Arrange the lines below as a Markdown table with two columns, Row and Line, giving each line's number under Row and its text under Line, and leave out any blank lines.

Begin

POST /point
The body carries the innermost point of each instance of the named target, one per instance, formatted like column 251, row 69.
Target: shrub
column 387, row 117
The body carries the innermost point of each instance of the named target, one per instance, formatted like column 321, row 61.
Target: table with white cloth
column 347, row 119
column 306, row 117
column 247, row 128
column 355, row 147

End

● **Written answer**:
| Row | Line |
|---|---|
| 1 | POST /point |
| 2 | The body carries the innermost point of each instance of the named target, one per instance, formatted like column 251, row 69. |
| 3 | Target: shrub |
| 4 | column 387, row 117 |
| 5 | The body carries the innermost point of each instance of the named target, one per instance, formatted like column 321, row 61. |
| 6 | Target: table with white cloth |
| 7 | column 347, row 119 |
| 8 | column 306, row 117 |
| 9 | column 247, row 128 |
| 10 | column 355, row 147 |